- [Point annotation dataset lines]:
** START **

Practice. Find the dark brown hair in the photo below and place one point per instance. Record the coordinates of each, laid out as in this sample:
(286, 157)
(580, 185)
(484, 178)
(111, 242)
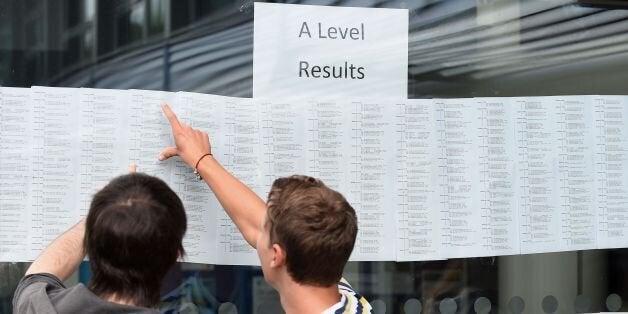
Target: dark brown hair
(316, 227)
(133, 235)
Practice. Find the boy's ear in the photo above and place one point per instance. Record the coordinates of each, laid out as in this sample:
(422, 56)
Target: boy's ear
(279, 256)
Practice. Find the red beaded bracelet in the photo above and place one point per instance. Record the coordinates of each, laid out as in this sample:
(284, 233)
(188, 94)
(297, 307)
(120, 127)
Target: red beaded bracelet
(198, 175)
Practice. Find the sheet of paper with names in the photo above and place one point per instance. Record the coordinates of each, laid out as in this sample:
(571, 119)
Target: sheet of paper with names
(429, 179)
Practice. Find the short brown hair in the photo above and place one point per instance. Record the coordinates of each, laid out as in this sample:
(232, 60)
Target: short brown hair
(316, 227)
(133, 235)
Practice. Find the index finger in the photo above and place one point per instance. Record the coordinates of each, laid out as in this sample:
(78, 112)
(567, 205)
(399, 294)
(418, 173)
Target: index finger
(172, 118)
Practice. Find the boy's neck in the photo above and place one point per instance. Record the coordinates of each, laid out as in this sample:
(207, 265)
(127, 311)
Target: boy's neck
(304, 299)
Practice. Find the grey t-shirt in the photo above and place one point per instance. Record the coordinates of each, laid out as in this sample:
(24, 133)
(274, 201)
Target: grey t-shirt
(45, 293)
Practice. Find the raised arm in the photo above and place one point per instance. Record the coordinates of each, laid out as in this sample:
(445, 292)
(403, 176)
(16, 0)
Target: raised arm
(245, 208)
(63, 256)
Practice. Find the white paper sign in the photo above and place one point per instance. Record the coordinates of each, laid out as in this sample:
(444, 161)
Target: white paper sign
(303, 51)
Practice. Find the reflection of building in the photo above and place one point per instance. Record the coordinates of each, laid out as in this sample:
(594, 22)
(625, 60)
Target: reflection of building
(456, 48)
(96, 43)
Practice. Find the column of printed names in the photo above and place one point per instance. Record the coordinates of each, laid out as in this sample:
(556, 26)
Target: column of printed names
(538, 201)
(371, 190)
(418, 229)
(55, 144)
(611, 170)
(576, 179)
(104, 151)
(203, 112)
(240, 154)
(497, 179)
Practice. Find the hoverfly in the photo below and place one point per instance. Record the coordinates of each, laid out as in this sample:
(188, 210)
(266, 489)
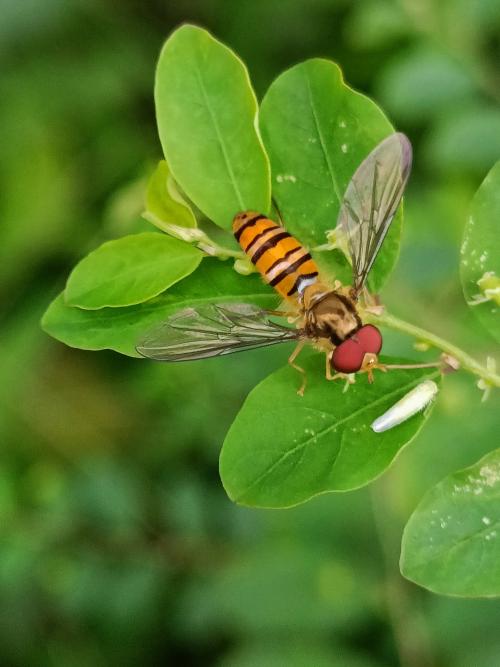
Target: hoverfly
(325, 315)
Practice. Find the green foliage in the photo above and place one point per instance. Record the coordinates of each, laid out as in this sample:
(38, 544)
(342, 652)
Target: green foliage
(130, 270)
(480, 254)
(303, 446)
(451, 543)
(164, 202)
(119, 544)
(206, 111)
(119, 329)
(282, 449)
(317, 131)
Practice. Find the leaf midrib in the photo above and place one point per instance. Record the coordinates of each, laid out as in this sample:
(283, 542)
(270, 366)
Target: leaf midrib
(220, 139)
(322, 141)
(320, 434)
(149, 269)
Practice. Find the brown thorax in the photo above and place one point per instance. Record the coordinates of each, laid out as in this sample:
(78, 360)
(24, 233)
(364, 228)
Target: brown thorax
(329, 313)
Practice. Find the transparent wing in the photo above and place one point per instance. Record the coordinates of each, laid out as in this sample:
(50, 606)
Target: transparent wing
(213, 330)
(371, 201)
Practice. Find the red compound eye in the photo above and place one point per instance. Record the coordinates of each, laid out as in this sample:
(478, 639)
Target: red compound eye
(370, 338)
(348, 356)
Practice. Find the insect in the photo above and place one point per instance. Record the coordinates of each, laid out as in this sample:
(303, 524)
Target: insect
(324, 314)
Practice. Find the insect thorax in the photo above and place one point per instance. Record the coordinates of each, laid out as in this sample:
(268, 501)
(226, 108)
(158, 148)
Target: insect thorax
(329, 314)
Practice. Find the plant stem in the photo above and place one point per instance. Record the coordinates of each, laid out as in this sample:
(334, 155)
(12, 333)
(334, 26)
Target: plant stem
(466, 361)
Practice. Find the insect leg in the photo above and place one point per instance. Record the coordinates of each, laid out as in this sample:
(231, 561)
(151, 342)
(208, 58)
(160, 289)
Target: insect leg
(291, 361)
(328, 369)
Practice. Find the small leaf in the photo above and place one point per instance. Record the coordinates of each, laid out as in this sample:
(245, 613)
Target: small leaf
(120, 328)
(451, 544)
(164, 202)
(480, 254)
(130, 270)
(283, 449)
(206, 111)
(317, 131)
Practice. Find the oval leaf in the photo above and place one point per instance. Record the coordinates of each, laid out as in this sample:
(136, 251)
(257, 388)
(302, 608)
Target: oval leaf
(164, 202)
(283, 449)
(451, 544)
(206, 111)
(317, 131)
(480, 254)
(119, 329)
(130, 270)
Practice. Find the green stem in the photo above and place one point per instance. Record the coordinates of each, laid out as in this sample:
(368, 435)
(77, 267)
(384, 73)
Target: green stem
(466, 361)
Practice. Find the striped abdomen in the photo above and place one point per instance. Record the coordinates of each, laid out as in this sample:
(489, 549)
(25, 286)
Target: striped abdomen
(280, 258)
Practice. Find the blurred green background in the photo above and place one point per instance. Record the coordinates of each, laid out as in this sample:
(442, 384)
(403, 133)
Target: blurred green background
(118, 544)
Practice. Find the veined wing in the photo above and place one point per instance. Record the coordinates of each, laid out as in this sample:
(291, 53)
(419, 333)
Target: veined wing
(213, 330)
(371, 201)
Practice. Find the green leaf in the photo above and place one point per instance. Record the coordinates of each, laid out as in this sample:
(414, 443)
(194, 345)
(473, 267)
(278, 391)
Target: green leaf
(283, 449)
(206, 112)
(451, 544)
(164, 202)
(120, 328)
(317, 131)
(130, 270)
(480, 254)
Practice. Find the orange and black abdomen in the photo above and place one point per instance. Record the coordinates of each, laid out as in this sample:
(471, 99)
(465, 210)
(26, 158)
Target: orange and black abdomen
(279, 257)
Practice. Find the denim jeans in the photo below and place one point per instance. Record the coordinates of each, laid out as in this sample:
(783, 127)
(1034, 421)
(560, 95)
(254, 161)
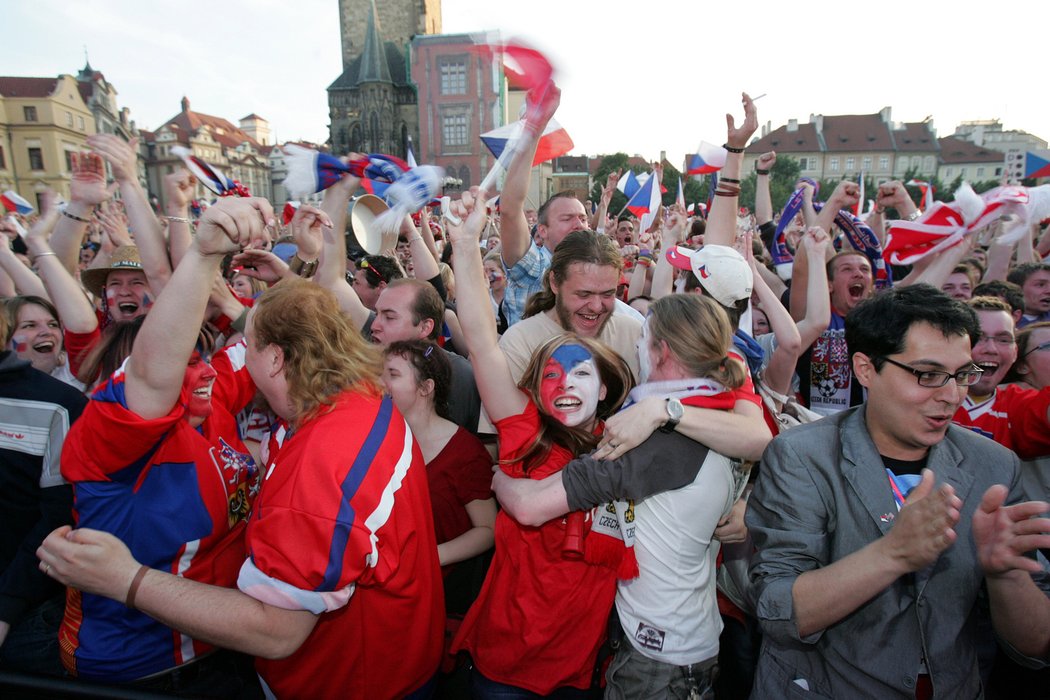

** END **

- [Instruction]: List every line above that contains the word "beaded", matching case exactly.

- [Finished task]:
Practice. Find the red beaded bracelet in the photo above and place one point per instance. Record the coordinates of each, laid out as in this sample:
Target: red beaded bracelet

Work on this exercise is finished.